Data to process:
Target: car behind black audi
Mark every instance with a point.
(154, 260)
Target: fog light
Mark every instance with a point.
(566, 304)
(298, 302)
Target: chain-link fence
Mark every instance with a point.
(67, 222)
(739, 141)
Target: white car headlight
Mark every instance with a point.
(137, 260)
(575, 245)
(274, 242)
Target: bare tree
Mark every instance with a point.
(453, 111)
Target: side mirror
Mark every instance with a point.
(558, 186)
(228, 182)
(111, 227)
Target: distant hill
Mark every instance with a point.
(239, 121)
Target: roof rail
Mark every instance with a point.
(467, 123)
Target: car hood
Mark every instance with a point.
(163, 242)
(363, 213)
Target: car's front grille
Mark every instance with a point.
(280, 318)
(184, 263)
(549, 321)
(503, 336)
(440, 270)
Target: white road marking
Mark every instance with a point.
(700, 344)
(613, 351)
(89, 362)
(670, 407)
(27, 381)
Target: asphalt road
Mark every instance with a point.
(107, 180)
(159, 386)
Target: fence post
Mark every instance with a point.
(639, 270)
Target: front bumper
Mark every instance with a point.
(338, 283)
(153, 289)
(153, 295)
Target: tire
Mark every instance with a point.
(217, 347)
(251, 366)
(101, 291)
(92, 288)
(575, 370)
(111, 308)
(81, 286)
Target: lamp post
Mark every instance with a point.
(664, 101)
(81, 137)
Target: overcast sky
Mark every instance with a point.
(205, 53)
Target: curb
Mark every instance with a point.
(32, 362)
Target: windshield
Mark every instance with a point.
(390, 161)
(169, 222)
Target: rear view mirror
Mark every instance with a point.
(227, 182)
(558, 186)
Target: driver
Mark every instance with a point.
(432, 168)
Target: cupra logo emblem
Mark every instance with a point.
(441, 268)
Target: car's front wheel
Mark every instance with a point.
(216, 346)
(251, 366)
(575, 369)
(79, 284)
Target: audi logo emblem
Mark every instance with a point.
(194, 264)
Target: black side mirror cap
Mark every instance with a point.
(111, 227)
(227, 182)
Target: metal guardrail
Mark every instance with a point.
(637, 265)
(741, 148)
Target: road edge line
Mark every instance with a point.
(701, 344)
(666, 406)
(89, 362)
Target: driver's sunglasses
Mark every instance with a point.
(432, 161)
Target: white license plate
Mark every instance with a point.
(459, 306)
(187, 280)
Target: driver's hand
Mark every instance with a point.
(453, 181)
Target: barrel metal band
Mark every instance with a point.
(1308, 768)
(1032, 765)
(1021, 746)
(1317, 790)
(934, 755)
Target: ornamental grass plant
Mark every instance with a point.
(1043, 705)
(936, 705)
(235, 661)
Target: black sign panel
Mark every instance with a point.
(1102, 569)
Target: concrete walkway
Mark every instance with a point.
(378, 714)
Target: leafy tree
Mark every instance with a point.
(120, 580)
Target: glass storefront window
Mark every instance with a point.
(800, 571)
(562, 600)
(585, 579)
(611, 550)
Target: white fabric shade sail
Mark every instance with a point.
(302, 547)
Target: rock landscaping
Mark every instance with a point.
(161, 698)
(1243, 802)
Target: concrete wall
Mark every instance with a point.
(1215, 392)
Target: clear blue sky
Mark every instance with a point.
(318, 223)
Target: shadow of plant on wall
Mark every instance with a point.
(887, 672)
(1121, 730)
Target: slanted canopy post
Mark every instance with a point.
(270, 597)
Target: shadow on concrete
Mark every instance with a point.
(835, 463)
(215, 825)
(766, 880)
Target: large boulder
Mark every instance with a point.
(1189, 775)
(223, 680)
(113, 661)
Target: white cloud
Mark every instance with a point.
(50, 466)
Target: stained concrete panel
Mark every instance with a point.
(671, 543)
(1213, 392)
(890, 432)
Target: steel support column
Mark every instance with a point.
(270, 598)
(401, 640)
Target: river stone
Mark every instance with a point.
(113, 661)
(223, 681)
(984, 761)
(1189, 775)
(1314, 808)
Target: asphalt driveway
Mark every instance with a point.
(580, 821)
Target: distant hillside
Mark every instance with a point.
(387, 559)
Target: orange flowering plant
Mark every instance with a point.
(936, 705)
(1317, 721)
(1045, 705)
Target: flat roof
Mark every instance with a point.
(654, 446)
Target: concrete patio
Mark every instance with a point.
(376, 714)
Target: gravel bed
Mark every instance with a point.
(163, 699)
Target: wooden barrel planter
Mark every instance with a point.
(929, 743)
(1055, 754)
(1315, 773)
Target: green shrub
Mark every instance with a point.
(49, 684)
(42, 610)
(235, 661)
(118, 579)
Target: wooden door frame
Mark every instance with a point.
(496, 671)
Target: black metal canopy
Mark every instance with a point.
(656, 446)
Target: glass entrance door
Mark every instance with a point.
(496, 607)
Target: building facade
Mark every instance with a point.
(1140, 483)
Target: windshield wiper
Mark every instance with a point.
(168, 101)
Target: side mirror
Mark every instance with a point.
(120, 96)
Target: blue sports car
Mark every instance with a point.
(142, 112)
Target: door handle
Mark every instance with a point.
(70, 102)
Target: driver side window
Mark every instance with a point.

Exercise goal: The entries shown above should be duplicated exactly.

Answer to the exercise:
Target: car behind black audi
Mark every instance with a point.
(154, 260)
Target: fog light
Mark every instance with a point.
(566, 304)
(298, 302)
Target: chain-link fence
Mark every instance with a point.
(67, 222)
(739, 141)
Target: white car headlight
Mark every instance with a point.
(137, 260)
(575, 245)
(274, 242)
Target: bare tree
Mark every instance with a point.
(453, 111)
Target: side mirror
Mark every instance with a point.
(558, 186)
(228, 182)
(111, 227)
Target: distant hill
Mark every instance with a point.
(239, 121)
Target: roof rail
Mark every instance with a point.
(467, 123)
Target: car hood
Mark every instance with a point.
(163, 242)
(363, 213)
Target: car's front grille
Mark every instance with a point.
(280, 318)
(184, 263)
(549, 321)
(503, 336)
(440, 270)
Target: white road marking
Mark every instance with a point.
(700, 344)
(613, 351)
(89, 362)
(670, 407)
(27, 381)
Target: asphalt road
Mark every instance with a point.
(107, 180)
(159, 386)
Target: fence post
Mark every instance with a point.
(639, 270)
Target: front bumper
Mark every instance with a point.
(338, 283)
(153, 289)
(153, 295)
Target: tire
Mark every instance with a point.
(217, 347)
(251, 366)
(101, 291)
(92, 288)
(575, 370)
(111, 308)
(81, 286)
Target: lamp post
Mark every instance with a point.
(664, 101)
(81, 137)
Target: overcast sky
Mark every instance with a point.
(205, 53)
Target: curb
Mark every instance with a point.
(32, 362)
Target: windshield
Mark every instance with a point.
(390, 161)
(169, 222)
Target: rear view mirror
Mark every instance with a point.
(227, 182)
(558, 186)
Target: driver
Mark every instance with a point.
(432, 168)
Target: cupra logo emblem
Mark every instance with a point.
(441, 268)
Target: car's front wheel
Mark every instance with a point.
(216, 346)
(251, 366)
(575, 369)
(79, 284)
Target: audi logo emblem
Mark every instance with a point.
(194, 264)
Target: black side mirror cap
Mark every instance with a point.
(111, 227)
(227, 182)
Target: metal guardrail
Mark every instance with a point.
(637, 265)
(741, 148)
Target: road edge line
Mark every instance with a point.
(701, 344)
(666, 406)
(89, 362)
Target: driver's sunglasses
Mark every instance with a point.
(432, 161)
Target: white license plate
Mark every instance with a point.
(459, 306)
(187, 280)
Target: driver's hand
Mark every instance with a point.
(453, 181)
Target: barrel metal band
Mark every instance with a point.
(1308, 768)
(1032, 765)
(1021, 746)
(1317, 790)
(934, 755)
Target: ornamental grass plant
Mark every instance with a point.
(1043, 705)
(936, 705)
(235, 661)
Target: black sign panel
Mark every instance with a point.
(1102, 569)
Target: concrete walkway
Mark every instance with a point.
(378, 714)
Target: leafy tree
Mark every instance with a point.
(120, 580)
Target: glass storefront window
Mark every instance with a point.
(800, 571)
(562, 600)
(585, 579)
(611, 550)
Target: white fabric shade sail
Mark every instance with a point.
(302, 547)
Target: rock landscaping
Mark every instance with a point.
(161, 698)
(1243, 802)
Target: concrete wall
Mark every instance with a point.
(1215, 392)
Target: clear blue sky
Mark every instance with a point.
(318, 223)
Target: shadow of plant on wall
Mark every instance with a point.
(887, 672)
(1121, 730)
Target: slanted canopy post
Mark every instance with a point.
(270, 597)
Target: shadow on concrete
Mark every instance with a point.
(835, 463)
(215, 825)
(766, 880)
Target: large boulder
Mark every instance with a point.
(1189, 775)
(223, 680)
(113, 661)
Target: white cloud
Mark every instance with a point.
(50, 466)
Target: stained concrete panel
Mark every instance with a point.
(671, 543)
(1213, 392)
(890, 432)
Target: steel support column
Mark every instance with a point.
(270, 598)
(401, 640)
Target: river stone
Mark every instance with a point.
(113, 661)
(223, 681)
(984, 761)
(1189, 775)
(1314, 808)
Target: asphalt driveway
Mark every instance with a point.
(580, 821)
Target: distant hillside
Mark every instance with a point.
(387, 559)
Target: orange flowering plant
Mark every instance with a point.
(936, 705)
(1317, 721)
(1045, 705)
Target: flat roof
Mark every instance with a point.
(654, 446)
Target: concrete patio
Mark every instance with a point.
(376, 714)
Target: gravel bed
Mark every instance with a point.
(163, 699)
Target: wooden barrel planter
Mark every instance with a point.
(929, 743)
(1055, 754)
(1315, 773)
Target: green shrub
Mark every instance with a point.
(49, 684)
(42, 610)
(235, 661)
(118, 579)
Target: wooden door frame
Mark every instance with a point.
(496, 671)
Target: black metal canopy
Mark every instance with a point.
(656, 446)
Target: glass entrance door
Mark every instance with a point.
(496, 607)
Target: building facade
Mark every instance with a point.
(1140, 483)
Target: windshield wiper
Mark every instance with a point.
(168, 101)
Target: side mirror
Mark every instance with a point.
(120, 96)
Target: blue sports car
Mark every instance with a point.
(142, 112)
Target: door handle
Mark every instance with a point.
(70, 102)
Target: driver side window
Mark every instance with a point.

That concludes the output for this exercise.